What you should do – Rewrite the entries below, substituting "giving the position of each" for every occurrence of "reporting the location of each" and leaving everything else unchanged.

** BEGIN **

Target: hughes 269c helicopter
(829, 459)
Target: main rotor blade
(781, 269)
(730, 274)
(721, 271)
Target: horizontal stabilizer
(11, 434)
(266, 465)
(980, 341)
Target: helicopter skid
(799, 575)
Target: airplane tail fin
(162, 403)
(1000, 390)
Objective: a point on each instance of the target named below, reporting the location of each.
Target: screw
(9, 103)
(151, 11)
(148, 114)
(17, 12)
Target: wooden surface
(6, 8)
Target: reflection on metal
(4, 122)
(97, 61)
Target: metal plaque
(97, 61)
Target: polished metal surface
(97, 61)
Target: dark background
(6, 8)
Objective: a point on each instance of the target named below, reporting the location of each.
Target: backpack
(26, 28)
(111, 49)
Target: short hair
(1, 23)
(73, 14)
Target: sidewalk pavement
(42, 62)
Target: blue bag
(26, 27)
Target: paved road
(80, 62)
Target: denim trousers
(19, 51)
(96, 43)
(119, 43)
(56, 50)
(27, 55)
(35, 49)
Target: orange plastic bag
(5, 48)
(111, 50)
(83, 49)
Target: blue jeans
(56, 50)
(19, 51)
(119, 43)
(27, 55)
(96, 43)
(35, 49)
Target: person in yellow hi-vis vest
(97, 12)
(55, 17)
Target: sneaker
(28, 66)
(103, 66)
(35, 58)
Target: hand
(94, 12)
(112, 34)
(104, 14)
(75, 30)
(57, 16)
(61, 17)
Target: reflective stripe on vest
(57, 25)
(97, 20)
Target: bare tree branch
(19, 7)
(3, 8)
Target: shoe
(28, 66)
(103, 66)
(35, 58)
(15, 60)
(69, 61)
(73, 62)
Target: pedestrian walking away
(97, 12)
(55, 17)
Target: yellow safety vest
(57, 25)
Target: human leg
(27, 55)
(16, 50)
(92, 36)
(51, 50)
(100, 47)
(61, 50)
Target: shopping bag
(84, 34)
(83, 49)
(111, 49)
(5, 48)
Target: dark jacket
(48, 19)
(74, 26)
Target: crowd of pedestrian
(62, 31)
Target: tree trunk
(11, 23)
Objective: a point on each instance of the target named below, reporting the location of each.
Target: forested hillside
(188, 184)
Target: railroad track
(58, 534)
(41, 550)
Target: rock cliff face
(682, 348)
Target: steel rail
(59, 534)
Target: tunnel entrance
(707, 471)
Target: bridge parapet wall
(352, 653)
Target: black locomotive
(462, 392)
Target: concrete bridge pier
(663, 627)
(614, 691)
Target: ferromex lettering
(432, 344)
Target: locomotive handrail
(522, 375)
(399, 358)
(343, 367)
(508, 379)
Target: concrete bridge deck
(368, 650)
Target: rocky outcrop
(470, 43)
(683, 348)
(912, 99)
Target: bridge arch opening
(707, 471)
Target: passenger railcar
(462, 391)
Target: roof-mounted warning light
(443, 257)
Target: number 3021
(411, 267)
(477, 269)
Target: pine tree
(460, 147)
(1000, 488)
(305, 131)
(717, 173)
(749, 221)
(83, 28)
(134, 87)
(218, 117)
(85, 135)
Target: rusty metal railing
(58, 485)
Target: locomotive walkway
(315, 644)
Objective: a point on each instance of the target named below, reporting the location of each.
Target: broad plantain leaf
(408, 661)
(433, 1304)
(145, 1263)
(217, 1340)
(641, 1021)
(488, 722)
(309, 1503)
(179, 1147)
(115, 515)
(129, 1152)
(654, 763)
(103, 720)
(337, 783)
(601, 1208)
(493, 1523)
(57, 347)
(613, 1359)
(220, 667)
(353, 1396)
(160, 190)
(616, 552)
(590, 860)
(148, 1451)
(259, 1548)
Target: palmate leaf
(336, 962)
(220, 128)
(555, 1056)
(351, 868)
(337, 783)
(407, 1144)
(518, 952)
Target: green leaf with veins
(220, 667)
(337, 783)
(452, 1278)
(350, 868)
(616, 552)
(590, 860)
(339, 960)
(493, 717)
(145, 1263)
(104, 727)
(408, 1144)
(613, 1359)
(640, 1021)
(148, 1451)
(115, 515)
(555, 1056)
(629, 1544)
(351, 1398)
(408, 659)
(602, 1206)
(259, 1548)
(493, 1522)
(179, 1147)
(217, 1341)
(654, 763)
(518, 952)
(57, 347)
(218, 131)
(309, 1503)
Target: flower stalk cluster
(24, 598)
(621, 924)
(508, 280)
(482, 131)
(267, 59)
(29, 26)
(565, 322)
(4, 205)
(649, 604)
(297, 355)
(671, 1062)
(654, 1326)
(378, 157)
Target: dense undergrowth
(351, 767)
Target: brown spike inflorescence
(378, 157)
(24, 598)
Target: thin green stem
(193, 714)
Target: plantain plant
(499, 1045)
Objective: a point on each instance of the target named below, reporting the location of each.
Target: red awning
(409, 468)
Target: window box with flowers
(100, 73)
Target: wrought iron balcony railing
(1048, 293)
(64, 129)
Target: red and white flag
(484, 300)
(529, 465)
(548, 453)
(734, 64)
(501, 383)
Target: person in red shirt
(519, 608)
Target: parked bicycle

** END **

Written response –
Target: hughes 269c helicopter
(829, 459)
Target: main rotor blade
(781, 269)
(730, 274)
(721, 271)
Target: horizontal stabilizer
(11, 434)
(266, 465)
(980, 341)
Target: helicopter skid
(799, 575)
Target: airplane tail fin
(162, 403)
(1000, 390)
Objective: a point on each instance of the target named below, giving the position of each.
Target: screw
(9, 103)
(151, 11)
(148, 114)
(17, 12)
Target: wooden surface
(6, 8)
Target: reflection on metal
(4, 122)
(97, 61)
Target: metal plaque
(97, 61)
Target: polished metal surface
(97, 61)
Target: dark background
(6, 8)
Objective: a point on each instance of the target named below, giving the position of each.
Target: backpack
(26, 28)
(111, 49)
Target: short hair
(1, 23)
(73, 14)
Target: sidewalk pavement
(42, 62)
Target: blue bag
(26, 27)
Target: paved road
(80, 62)
Target: denim trousers
(19, 51)
(96, 43)
(119, 43)
(56, 50)
(27, 55)
(35, 49)
Target: orange plastic bag
(5, 48)
(111, 50)
(83, 49)
Target: blue jeans
(56, 50)
(19, 51)
(119, 43)
(27, 55)
(96, 43)
(35, 49)
Target: person in yellow hi-vis vest
(97, 12)
(55, 17)
Target: sneaker
(28, 66)
(103, 66)
(35, 58)
Target: hand
(94, 12)
(112, 34)
(104, 14)
(75, 30)
(57, 16)
(61, 17)
Target: reflective stripe on vest
(57, 25)
(97, 20)
Target: bare tree branch
(19, 7)
(3, 8)
Target: shoe
(28, 66)
(103, 66)
(35, 58)
(15, 60)
(69, 61)
(73, 62)
Target: pedestrian walking away
(97, 12)
(55, 17)
Target: yellow safety vest
(57, 25)
Target: human leg
(27, 55)
(16, 50)
(92, 36)
(51, 50)
(100, 47)
(61, 50)
Target: shopping bag
(84, 34)
(83, 49)
(111, 49)
(5, 48)
Target: dark jacket
(48, 19)
(74, 26)
Target: crowd of pedestrian
(62, 31)
Target: tree trunk
(11, 23)
Objective: a point on each instance of the target named below, giving the position of each.
Target: forested hillside
(188, 184)
Target: railroad track
(58, 534)
(41, 550)
Target: rock cliff face
(682, 348)
Target: steel rail
(59, 534)
Target: tunnel entrance
(707, 471)
Target: bridge parapet wall
(352, 653)
Target: black locomotive
(462, 392)
Target: concrete bridge pier
(663, 627)
(614, 691)
Target: ferromex lettering
(432, 344)
Target: locomotive handrail
(522, 375)
(399, 358)
(343, 367)
(508, 379)
Target: concrete bridge deck
(368, 650)
Target: rocky outcrop
(470, 43)
(683, 348)
(912, 99)
Target: bridge arch opening
(707, 471)
Target: passenger railcar
(462, 391)
Target: roof-mounted warning light
(443, 257)
Target: number 3021
(411, 267)
(477, 269)
Target: pine tree
(460, 147)
(1000, 488)
(305, 131)
(717, 173)
(749, 221)
(83, 28)
(134, 87)
(218, 117)
(85, 135)
Target: rusty metal railing
(58, 485)
Target: locomotive walkway
(315, 644)
Objective: a point on each instance of the target named below, giving the position of each.
Target: broad plantain leaf
(408, 661)
(433, 1304)
(145, 1263)
(217, 1340)
(641, 1021)
(488, 722)
(309, 1503)
(179, 1147)
(115, 515)
(129, 1152)
(654, 763)
(103, 720)
(337, 783)
(601, 1208)
(493, 1523)
(57, 347)
(613, 1359)
(220, 667)
(353, 1396)
(160, 190)
(616, 552)
(590, 860)
(148, 1451)
(259, 1548)
Target: palmate leaf
(336, 962)
(220, 128)
(555, 1056)
(351, 868)
(337, 783)
(407, 1144)
(518, 952)
Target: green leaf with veins
(220, 667)
(337, 783)
(452, 1278)
(350, 868)
(616, 552)
(590, 860)
(339, 960)
(493, 717)
(145, 1263)
(104, 727)
(408, 1144)
(613, 1359)
(640, 1021)
(148, 1451)
(115, 515)
(555, 1056)
(629, 1544)
(351, 1398)
(408, 659)
(602, 1206)
(259, 1548)
(493, 1522)
(179, 1147)
(217, 1341)
(654, 763)
(518, 952)
(57, 347)
(218, 131)
(309, 1503)
Target: flower stalk cluster
(24, 598)
(621, 924)
(508, 280)
(482, 131)
(267, 59)
(29, 26)
(565, 322)
(4, 205)
(649, 604)
(297, 355)
(671, 1062)
(654, 1326)
(378, 157)
Target: dense undergrowth
(351, 767)
Target: brown spike inflorescence
(378, 157)
(24, 598)
Target: thin green stem
(193, 714)
Target: plantain plant
(499, 1045)
Objective: a point on each instance of the target named below, giving the position of each.
Target: red awning
(409, 468)
Target: window box with flowers
(100, 73)
Target: wrought iron balcony railing
(1048, 293)
(64, 129)
Target: red and white flag
(484, 300)
(529, 465)
(548, 453)
(734, 64)
(501, 383)
Target: person in red shirt
(519, 608)
Target: parked bicycle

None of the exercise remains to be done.